Problem to work on =>
Please reproduce the data verbatim from its beginning through the line containing "pixel 160 246", including both of those lines and leaving the pictures out.

## Start Supplied material

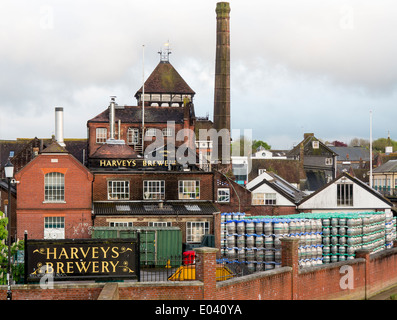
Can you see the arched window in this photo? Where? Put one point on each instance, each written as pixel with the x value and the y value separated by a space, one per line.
pixel 54 187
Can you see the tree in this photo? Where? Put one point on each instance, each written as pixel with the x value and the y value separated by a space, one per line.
pixel 241 147
pixel 16 269
pixel 247 146
pixel 259 143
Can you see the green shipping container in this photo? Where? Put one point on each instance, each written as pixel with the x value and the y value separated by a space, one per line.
pixel 160 246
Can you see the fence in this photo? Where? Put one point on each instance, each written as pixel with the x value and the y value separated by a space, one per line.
pixel 170 270
pixel 159 270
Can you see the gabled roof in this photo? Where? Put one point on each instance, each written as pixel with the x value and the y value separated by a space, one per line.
pixel 308 147
pixel 165 79
pixel 114 150
pixel 278 184
pixel 133 114
pixel 354 180
pixel 351 153
pixel 54 147
pixel 289 170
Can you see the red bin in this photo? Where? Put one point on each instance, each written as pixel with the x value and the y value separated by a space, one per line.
pixel 188 257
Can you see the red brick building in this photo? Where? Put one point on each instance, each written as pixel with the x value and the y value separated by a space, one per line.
pixel 164 108
pixel 54 196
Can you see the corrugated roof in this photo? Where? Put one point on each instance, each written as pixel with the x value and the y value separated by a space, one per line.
pixel 126 208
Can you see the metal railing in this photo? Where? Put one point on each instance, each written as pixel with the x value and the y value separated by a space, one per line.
pixel 171 269
pixel 160 269
pixel 387 191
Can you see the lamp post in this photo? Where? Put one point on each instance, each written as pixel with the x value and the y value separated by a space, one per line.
pixel 9 173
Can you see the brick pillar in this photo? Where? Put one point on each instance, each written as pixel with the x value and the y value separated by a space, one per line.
pixel 206 270
pixel 289 258
pixel 363 253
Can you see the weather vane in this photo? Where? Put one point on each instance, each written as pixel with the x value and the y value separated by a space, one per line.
pixel 165 52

## End Supplied material

Complete output =>
Can you see the arched window in this photo? Where? Put one point on each instance, each written as pixel with the x value and the y value separated by a space, one per line.
pixel 54 187
Can you see the tree in this photo? Where? Put one point on each instance, each written as pixel with the x value and the y value separated by a space, one per line.
pixel 241 147
pixel 16 269
pixel 247 146
pixel 259 143
Can you see the green shipping container in this photo? Where? Put one point on each instance, each written as pixel with the x value and the y value separated by a space, one per line.
pixel 160 246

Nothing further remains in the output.